___ Textauszug ___

Das MAN-Stahlhaus an der Oberwiesenstraße wurde vom Landesamt für Denkmalpflege als erhaltungswürdig eingestuft. Dennoch bekam ein Bauträger die Genehmigung, es abzureißen. Anwohner erheben deshalb Vorwürfe gegen die Untere Denkmalschutzbehörde.

Sillenbuch - Sie geben nicht auf. Alexander Prinz von Ratibor und Corvey und seine Frau setzen alle Hebel in Bewegung, um das MAN-Stahlhaus an der Sillenbucher Oberwiesenstraße vor dem Abriss zu bewahren und haben zu diesem Zweck eine Petition beim Landtag eingereicht. Denn aus Sicht des Ehepaars ist die Abrissgenehmigung rechtswidrig.

 

Erteilt hat sie die Untere Denkmalschutzbehörde auf Antrag der Singer Wohnbau GmbH und der Gräber Bau- und Betreuungsgesellschaft mbH. Die Bauträger möchten auf zwei zusammenhängenden Grundstücken zwischen der Oberwiesen- und der Eduard-Steinle-Straße vier Gebäude mit 18 Eigentumswohnungen errichten. Das 1950 von der Maschinenfabrik Augsburg-Nürnberg (MAN) gefertigte Stahlhaus soll dafür weichen.

Abrissgenehmigung trotz Denkmalschutz

Am 18. Dezember 2015 wurde die Abrisserlaubnis beantragt, die schriftliche Genehmigung dafür datiert auf den 29. Januar 2016. „Da die Kulturdenkmaleigenschaft nicht bekannt war, stand aus baurechtlicher und städtebaulicher Sicht dem Abbruch nichts im Wege“, teilte das Landesamt für Denkmalpflege (LAD) im Regierungspräsidium Ende März auf Anfrage mit. Allerdings ist aus Unterlagen, die unserer Redaktion inzwischen vorliegen, ersichtlich, dass das LAD die Denkmaleigenschaft schon am 24. November 2015 schriftlich fixiert hatte. Das Gebäude sei aus wissenschaftlichen Gründen ein Kulturdenkmal, und wegen seines dokumentarischen und exemplarischen Wertes bestünde ein öffentliches Erhaltungsinteresse, heißt es darin.

___ Datenzeilen ___

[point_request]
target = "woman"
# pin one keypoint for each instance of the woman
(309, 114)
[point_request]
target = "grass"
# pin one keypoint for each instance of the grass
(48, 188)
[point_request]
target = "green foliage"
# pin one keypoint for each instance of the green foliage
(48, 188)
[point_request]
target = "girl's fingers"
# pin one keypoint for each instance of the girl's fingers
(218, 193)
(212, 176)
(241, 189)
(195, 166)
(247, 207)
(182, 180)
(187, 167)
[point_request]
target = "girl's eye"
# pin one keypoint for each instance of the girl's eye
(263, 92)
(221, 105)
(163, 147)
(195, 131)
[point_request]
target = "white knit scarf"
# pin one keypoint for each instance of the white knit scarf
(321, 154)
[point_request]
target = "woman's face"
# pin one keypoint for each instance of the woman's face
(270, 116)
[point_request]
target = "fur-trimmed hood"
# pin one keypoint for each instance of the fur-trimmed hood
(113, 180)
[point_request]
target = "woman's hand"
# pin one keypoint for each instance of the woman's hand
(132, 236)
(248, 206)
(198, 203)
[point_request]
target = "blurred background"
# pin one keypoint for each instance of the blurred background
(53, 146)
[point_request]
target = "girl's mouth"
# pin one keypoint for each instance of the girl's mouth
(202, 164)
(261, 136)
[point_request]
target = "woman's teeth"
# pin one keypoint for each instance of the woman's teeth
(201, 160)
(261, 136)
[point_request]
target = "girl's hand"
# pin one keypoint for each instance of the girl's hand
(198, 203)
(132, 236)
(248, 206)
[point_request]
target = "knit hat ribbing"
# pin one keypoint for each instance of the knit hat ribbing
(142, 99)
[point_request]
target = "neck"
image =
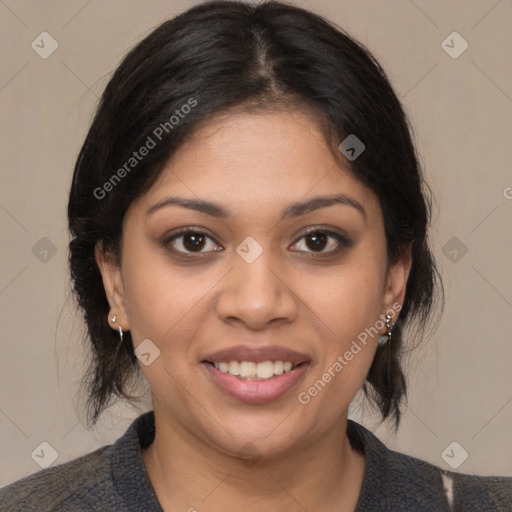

___

Aufgabe A ▸
Schreibe aus dem Textauszug wortgetreu die Stelle ab, die mit den Worten „Das MAN-Stahlhaus an der Oberwiesenstraße“ einsetzt und mit „die Untere Denkmalschutzbehörde.“ schließt.
Aufgabe B ▸
Nenne sämtliche Unternehmen, die im Textauszug mit ihrem Firmennamen vorkommen.
Aufgabe C ▸
Beantworte anhand des Textauszugs folgende Fragen:
(i) Wie viele Eigentumswohnungen wollen die Bauträger errichten?
(ii) An welchem Tag wurde die Abrisserlaubnis beantragt?
(iii) Wo hat das Ehepaar seine Petition eingereicht?

Musterlösung A ▸
Das MAN-Stahlhaus an der Oberwiesenstraße wurde vom Landesamt für Denkmalpflege als erhaltungswürdig eingestuft. Dennoch bekam ein Bauträger die Genehmigung, es abzureißen. Anwohner erheben deshalb Vorwürfe gegen die Untere Denkmalschutzbehörde.

Musterlösung B ▸
- Singer Wohnbau GmbH
- Gräber Bau- und Betreuungsgesellschaft mbH
- Maschinenfabrik Augsburg-Nürnberg (MAN)

Musterlösung C ▸
(i) 18 Eigentumswohnungen, verteilt auf vier Gebäude.
(ii) Am 18. Dezember 2015.
(iii) Beim Landtag.